··· Passage for review ···

According to Darwin’s theory of evolution, the most successful organisms will survive to thrive and pass their genes on to the next generation. While environmental factors are normally the major determinant of reproductive success, when we interfere with natural selection, the gene pool is altered, a process termed Human Induced Evolution.

Selective agents

We tend to act as selective agents when fishing because there is a natural tendency to think that ‘bigger is better’ and to place a high value on ‘PB’s’ for different species. Large trophy fish often end up on the scales – most fishing contests bear witness to that observation.

Removing a disproportionate number of fish with certain genes from a population means those genes are not passed on in the same proportion to future generations and the percentage of those fish in the total population will decline.

Size-selective harvesting or killing of larger fish means a shift to greater proportions of smaller fish in the population. These smaller sized fish pass on their genes, so the average size in the population is shifted towards the smaller end of the scale.

Fisheries-induced evolution has been happening for decades and it happens much faster than natural evolution. Archaeological evidence confirms that the average size of snapper was once much larger than it is today. The age, size and weight of snapper at maturity has declined over time with the most likely causes an increase in fishing pressure and advances in technology.

Shrinking populations

Fisheries-induced evolution poses a threat to the future state of fisheries, affecting yields, stock stability and recovery potential of populations. Size-selective harvesting may cause fish populations to reach maturity at a younger age and smaller size, at which the individuals have lower productivity.

Large female fish produce more eggs and larger males produce more sperm, so the number of offspring per head of population tends to be larger than with populations containing smaller sized fish. Larger males also tend to be preferred by females and have more reproductive success than smaller male fish.

Genetic diversity is critical for the health and success of a population because it is the raw material for evolution. Genetic traits are naturally selected for or against, based on fluctuations in environmental conditions. A reduction in genetic diversity results in decreased ability of individuals to adapt to changing conditions: fewer individuals will survive in the event of environmental change and population size decreases. The fish that do survive to produce offspring pass on similar genes, contributing to greater genetic uniformity.

The cycle repeats, making it more difficult for a species to return to the productivity and diversity it once enjoyed.

Not only does fisheries-induced evolution have a negative effect on the fish populations themselves, but it also has social and economic implications, such as decreased commercial fishing potential and a reduction in the contribution of recreational fishing to New Zealand’s economy.

··· Information provided ···

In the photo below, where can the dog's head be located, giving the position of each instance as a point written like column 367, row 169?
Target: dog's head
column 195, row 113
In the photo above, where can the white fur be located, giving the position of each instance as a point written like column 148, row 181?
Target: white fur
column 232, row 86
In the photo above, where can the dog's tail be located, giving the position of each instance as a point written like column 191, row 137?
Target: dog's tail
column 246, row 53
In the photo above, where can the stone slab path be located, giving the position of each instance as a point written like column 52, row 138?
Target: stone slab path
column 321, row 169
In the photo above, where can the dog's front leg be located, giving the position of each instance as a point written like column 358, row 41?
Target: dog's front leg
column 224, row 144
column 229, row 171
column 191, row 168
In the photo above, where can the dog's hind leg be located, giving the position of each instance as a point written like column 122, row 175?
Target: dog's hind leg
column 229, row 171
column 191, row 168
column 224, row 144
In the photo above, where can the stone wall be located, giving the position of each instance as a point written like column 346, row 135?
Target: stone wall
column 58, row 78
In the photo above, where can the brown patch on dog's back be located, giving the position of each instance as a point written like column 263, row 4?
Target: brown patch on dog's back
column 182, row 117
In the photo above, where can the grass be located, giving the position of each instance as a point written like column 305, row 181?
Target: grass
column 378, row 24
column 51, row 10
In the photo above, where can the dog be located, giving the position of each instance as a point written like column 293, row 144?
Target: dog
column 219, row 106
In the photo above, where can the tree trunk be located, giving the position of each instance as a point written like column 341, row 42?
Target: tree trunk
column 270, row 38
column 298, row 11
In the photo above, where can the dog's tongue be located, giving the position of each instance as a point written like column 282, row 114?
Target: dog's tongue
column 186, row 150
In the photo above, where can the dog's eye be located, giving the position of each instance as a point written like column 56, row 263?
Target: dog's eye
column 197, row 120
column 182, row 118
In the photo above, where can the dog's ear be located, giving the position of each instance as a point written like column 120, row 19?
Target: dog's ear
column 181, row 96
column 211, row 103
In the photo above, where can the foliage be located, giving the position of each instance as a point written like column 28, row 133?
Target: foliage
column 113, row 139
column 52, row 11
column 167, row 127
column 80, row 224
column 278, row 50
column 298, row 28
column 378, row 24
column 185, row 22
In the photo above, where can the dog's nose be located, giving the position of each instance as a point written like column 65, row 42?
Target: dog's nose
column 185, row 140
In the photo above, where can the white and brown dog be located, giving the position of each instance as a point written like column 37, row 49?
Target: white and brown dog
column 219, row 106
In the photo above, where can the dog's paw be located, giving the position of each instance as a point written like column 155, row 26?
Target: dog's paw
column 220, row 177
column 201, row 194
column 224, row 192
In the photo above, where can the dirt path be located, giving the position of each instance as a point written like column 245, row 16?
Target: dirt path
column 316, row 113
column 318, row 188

···

__Exercise directions__
Please continue the article on fisheries-induced evolution from where it stops.

__Task result__
Norway’s cod

An example of fisheries-induced evolution has been exhibited in the case of the Norwegian cod stock. Large fish are prized in Norway and fetch higher prices at fish markets. The cod stock has undergone multiple declines since the first quota was introduced in 1978, and since 1930 the average size and age of sexual maturity in cod has decreased significantly.

Doctoral research fellow Anne Maria Eikeset of the Centre for Ecological and Evolutionary Synthesis published findings that suggested evolutionary change, as a result of the boom in the commercial fishing industry, is the culprit. As large fish go for the highest price, their genes for large size, increased reproductive success and later sexual maturity have continuously been removed from the population.

The fact that changes are being made at the genetic level means fishing, both recreationally and commercially, is affecting species more than we have been aware of. While some populations may be able to recover in terms of biomass, it is unclear whether reversals in terms of genetic diversity are possible.

Research models produced by various groups indicate that several years of evolutionary recovery will be required to restore populations to their highly productive and diverse states for each subsequent year of exploitation at its current rate. This ‘Darwinian debt’ will need to be repaid by future generations that are already suffering from other effects of environmental neglect.

Fish for the future

So, what can we do about it? Fortunately, there are a few ways we can aid the recovery of our great New Zealand fish populations and reduce the amount of genetic diversity lost through fishing. We already have a size limit on the lower end of the scale, so maybe an upper size limit could be introduced during breeding seasons to allow big fish to reproduce and pass on their genes.

Releasing large fish will also be important and fortunately a change of attitude around killing the big ones is starting to filter through to most anglers.

Competitions should focus on sustainability rather than kill and weigh. Again, there’s a real shift to using measurement as the criteria for angling achievement. Today’s technology makes it easy to photograph a fish on a measure and have that recognised, but also allows big fish to be released to breed.

The DB Export NZ Fishing Competition is a good example of the use of technology to empower anglers to make their own decisions on what’s best for the fishery and sustainability.

We have an opportunity to make a positive change for future generations – letting some of those big catches go is worthwhile for the benefit of the future keen anglers of New Zealand.

So, when you tick off that bucket-list goal of a 20lb snapper or a 30kg kingfish, if it’s in good condition, maybe it can go back to keep those large-growth genes in the pool!

Anna Blair is studying genetics at Otago University.